WHAT TO WORK ON
Write out each line of the records that has "wall" in it.

RECORDS SHOWN
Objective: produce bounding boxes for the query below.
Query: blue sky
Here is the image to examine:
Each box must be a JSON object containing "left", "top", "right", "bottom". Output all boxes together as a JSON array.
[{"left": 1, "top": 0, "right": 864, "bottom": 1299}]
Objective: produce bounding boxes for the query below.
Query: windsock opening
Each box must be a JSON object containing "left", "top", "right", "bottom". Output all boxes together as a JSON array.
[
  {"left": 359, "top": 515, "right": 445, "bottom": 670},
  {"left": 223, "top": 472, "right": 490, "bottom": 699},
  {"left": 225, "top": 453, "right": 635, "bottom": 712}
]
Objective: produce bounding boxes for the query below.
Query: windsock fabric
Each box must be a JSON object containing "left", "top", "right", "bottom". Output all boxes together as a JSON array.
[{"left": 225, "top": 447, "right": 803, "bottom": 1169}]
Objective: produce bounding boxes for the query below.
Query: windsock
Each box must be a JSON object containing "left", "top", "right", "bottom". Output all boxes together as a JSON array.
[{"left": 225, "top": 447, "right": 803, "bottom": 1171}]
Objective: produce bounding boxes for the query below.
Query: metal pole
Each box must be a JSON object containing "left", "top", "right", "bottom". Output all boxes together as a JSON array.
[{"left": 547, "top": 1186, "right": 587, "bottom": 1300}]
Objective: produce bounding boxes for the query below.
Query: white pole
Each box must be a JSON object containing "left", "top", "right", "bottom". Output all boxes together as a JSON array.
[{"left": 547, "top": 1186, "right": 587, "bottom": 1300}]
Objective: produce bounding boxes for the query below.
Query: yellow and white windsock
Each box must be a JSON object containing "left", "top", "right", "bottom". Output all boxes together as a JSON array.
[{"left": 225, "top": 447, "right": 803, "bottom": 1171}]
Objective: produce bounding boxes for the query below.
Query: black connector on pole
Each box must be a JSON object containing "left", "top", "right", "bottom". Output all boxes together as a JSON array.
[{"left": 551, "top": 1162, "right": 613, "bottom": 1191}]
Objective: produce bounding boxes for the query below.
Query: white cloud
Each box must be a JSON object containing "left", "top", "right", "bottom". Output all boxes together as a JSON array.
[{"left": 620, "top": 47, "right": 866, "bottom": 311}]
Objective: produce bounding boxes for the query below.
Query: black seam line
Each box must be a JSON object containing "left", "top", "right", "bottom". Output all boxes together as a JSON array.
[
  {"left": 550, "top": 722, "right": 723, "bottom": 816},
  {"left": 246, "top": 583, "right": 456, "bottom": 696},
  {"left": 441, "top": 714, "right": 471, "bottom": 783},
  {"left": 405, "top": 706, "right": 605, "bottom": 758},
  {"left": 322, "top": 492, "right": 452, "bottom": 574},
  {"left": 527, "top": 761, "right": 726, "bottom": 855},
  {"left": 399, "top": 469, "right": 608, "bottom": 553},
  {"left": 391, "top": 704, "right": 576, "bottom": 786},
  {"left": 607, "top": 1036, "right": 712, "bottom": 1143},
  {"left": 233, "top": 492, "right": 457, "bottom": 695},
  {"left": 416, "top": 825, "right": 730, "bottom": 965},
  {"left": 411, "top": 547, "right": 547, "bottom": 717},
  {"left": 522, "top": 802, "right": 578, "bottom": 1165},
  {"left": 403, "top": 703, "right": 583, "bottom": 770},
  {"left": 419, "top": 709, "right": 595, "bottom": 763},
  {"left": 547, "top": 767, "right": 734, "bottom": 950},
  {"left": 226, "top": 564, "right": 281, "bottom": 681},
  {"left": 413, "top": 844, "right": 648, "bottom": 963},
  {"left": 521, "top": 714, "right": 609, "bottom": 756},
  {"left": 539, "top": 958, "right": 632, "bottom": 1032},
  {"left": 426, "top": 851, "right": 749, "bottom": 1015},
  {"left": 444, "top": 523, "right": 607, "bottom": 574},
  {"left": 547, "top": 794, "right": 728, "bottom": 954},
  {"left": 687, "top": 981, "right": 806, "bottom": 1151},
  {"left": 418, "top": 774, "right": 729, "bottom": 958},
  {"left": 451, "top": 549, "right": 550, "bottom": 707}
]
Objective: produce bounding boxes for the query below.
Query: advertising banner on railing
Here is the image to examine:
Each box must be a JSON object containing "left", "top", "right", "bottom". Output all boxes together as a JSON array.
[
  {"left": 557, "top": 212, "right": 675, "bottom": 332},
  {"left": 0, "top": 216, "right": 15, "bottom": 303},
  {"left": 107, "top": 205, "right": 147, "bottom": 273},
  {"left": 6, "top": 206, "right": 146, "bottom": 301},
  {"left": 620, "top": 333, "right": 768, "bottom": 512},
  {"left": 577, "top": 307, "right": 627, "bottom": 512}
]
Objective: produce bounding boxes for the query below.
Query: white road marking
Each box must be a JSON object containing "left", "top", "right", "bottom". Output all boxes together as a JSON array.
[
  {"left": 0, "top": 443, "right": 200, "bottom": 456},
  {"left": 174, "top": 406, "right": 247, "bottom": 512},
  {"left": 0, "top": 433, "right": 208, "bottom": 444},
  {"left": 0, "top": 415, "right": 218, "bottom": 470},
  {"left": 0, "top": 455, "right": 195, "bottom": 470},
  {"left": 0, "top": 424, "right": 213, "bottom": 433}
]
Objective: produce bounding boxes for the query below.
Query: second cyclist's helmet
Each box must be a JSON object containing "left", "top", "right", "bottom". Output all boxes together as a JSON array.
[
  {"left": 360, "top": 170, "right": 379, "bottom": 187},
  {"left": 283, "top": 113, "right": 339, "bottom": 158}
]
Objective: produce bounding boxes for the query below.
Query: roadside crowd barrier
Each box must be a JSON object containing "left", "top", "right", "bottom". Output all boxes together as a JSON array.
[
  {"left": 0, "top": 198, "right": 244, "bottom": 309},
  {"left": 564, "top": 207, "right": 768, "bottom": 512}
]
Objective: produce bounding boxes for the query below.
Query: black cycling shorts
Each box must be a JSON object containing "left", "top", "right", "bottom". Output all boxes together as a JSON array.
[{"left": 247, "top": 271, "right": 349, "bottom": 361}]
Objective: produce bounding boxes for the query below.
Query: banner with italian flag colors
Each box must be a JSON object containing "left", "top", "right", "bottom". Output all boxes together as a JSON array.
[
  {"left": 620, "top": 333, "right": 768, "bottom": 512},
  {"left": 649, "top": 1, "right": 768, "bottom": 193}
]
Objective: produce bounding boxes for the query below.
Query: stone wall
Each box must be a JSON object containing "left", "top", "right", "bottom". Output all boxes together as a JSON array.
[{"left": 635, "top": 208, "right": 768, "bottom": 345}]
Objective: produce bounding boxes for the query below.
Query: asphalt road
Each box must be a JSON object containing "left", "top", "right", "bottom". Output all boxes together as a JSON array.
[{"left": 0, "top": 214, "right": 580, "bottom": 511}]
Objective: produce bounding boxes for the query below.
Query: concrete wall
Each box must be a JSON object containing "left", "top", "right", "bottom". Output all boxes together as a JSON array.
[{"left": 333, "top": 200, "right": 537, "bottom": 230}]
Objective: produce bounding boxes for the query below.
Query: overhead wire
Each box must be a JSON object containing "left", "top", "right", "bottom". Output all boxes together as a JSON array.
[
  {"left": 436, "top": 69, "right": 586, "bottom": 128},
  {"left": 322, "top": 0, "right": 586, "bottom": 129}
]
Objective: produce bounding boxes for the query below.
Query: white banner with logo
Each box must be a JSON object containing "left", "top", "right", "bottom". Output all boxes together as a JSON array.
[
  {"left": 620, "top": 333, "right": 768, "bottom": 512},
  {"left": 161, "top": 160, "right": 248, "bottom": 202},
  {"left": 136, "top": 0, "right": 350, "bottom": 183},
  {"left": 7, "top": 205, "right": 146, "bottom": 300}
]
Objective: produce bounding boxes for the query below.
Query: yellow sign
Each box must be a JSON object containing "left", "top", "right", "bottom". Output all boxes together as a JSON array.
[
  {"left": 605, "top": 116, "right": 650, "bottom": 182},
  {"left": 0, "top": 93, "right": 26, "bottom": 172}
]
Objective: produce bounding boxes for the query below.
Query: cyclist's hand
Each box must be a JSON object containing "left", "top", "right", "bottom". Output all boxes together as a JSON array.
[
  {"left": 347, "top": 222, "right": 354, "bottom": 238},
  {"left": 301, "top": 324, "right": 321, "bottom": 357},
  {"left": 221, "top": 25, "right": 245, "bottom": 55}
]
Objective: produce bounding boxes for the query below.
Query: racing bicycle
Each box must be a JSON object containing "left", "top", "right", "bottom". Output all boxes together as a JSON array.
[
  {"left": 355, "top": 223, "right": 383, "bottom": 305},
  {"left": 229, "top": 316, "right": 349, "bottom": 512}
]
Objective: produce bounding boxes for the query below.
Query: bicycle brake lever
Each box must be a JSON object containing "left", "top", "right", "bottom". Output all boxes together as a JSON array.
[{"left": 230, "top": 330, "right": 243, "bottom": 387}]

EXERCISE SOLUTION
Query: stone wall
Query: concrete wall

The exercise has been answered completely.